## CONSIGNES
1. Dans le texte sur Anna-Eva Bergman, relevez tous les éléments de la nature auxquels l'artiste porte une attention toute particulière.
2. Reproduisez sans rien changer le passage du texte sur Anna-Eva Bergman qui va de "Anna-Eva Bergman dessinant" jusqu'à "des îles Lofoten.".

Anna-Eva Bergman dessinant à Citadelløya, 1949, photographie Rolf Skjethe

Fragments d'une île en Norvège
Anna-Eva Bergman est fascinée par les beautés géologiques de la nature. Elle porte une attention toute particulière aux pierres, aux galets, aux failles et aux entailles dans la roche, aux plissures et aux textures des minéraux. Lors des étés 1949, 1950 et 1951, elle se rend à Citadelløya, dans le sud de la Norvège. Ces séjours occasionnent un profond renouvellement de son vocabulaire artistique avec la série des Fragments d'une île en Norvège, véritable acte de naissance dans sa maturité de peintre. Il faut ajouter dans ce processus l'importance cruciale d'un voyage dans le nord du pays lors de l'été 1950, où elle fait l'expérience du soleil de minuit le long des îles Lofoten.
L'évolution de Bergman était en réalité en germe depuis 1946, date à laquelle elle décide de reprendre à zéro sa vocation et ses ambitions. Elle est très proche de Christian Lange, architecte spécialiste du gothique dont elle a épousé le fils en secondes noces. Elle partage avec lui ses nouvelles préoccupations esthétiques, philosophiques et mystiques auxquelles elle consacre études et lectures. Elle travaille sur le nombre d'or - loi géométrique fondée sur la notion de proportion qui inspire les artistes quant au rapport entre l'harmonie et la beauté depuis l'Antiquité -, sur la qualité rythmique de la ligne, sur la symbolique des couleurs. Elle lit aussi bien Kafka et Malraux que des ouvrages d'anthropologie. Elle réalise sa première peinture à la feuille d'or et obtient une commande importante de décor pour un hôtel à Larvik, dans le sud de la Norvège.

1939
Retour en Norvège et installation à Oslo.
1941-1945
Bergman reprend ses recherches de jeunesse sur la Section d'or. Elle réalise des dessins antinazis et sur l'occupation allemande en Norvège.
1946-1949
Elle recommence à peindre avec intensité, compile ses conceptions esthétiques et plastiques dans des classeurs.
1950
Voyage dans le nord de la Norvège, durant lequel elle tient un journal.
1951
Elle exécute trois peintures pour l'établissement thermal Farris, à Larvik.

«Solitude» La maison (section d'or)

## LIGNES ENREGISTRÉES
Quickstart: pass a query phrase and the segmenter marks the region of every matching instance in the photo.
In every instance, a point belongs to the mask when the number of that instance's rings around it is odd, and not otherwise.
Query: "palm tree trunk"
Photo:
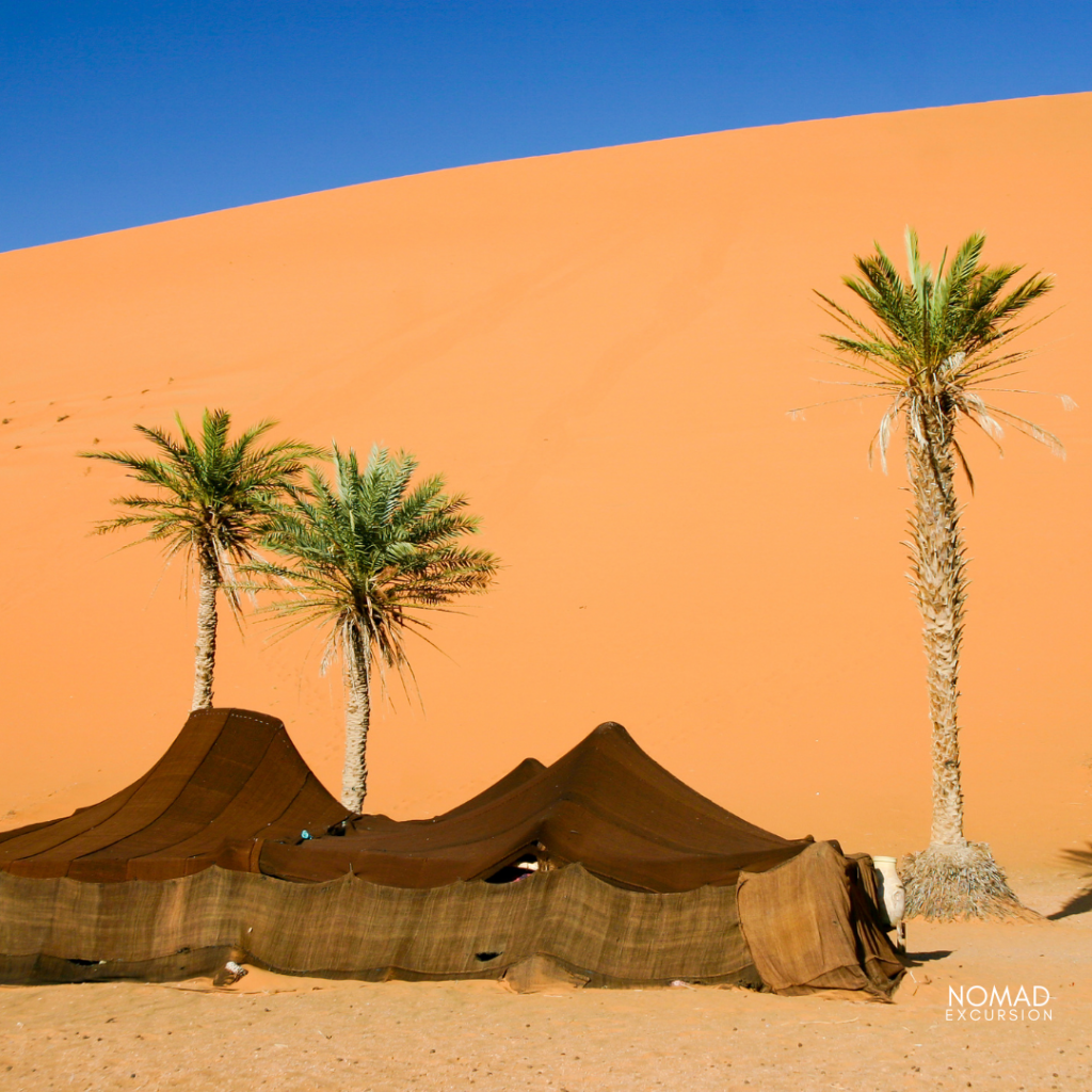
[[[351,811],[364,808],[368,792],[368,726],[371,720],[369,693],[370,649],[360,633],[353,629],[345,642],[345,765],[342,770],[342,804]]]
[[[924,441],[911,432],[914,495],[911,583],[922,615],[933,724],[934,846],[962,846],[963,792],[959,761],[959,656],[966,575],[956,499],[952,422],[937,413],[923,422]]]
[[[201,590],[198,600],[198,643],[193,665],[192,709],[212,708],[212,678],[216,666],[216,590],[219,586],[216,569],[204,562],[201,566]]]
[[[910,579],[922,614],[933,722],[933,833],[929,847],[904,857],[906,916],[933,921],[1028,913],[984,842],[963,836],[959,759],[959,656],[966,602],[966,559],[956,499],[951,416],[923,415],[907,429],[914,495]]]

## RÉPONSES
1.
- les pierres
- les galets
- les failles
- les entailles dans la roche
- les plissures
- les textures des minéraux

2.
Anna-Eva Bergman dessinant à Citadelløya, 1949, photographie Rolf Skjethe

Fragments d'une île en Norvège
Anna-Eva Bergman est fascinée par les beautés géologiques de la nature. Elle porte une attention toute particulière aux pierres, aux galets, aux failles et aux entailles dans la roche, aux plissures et aux textures des minéraux. Lors des étés 1949, 1950 et 1951, elle se rend à Citadelløya, dans le sud de la Norvège. Ces séjours occasionnent un profond renouvellement de son vocabulaire artistique avec la série des Fragments d'une île en Norvège, véritable acte de naissance dans sa maturité de peintre. Il faut ajouter dans ce processus l'importance cruciale d'un voyage dans le nord du pays lors de l'été 1950, où elle fait l'expérience du soleil de minuit le long des îles Lofoten.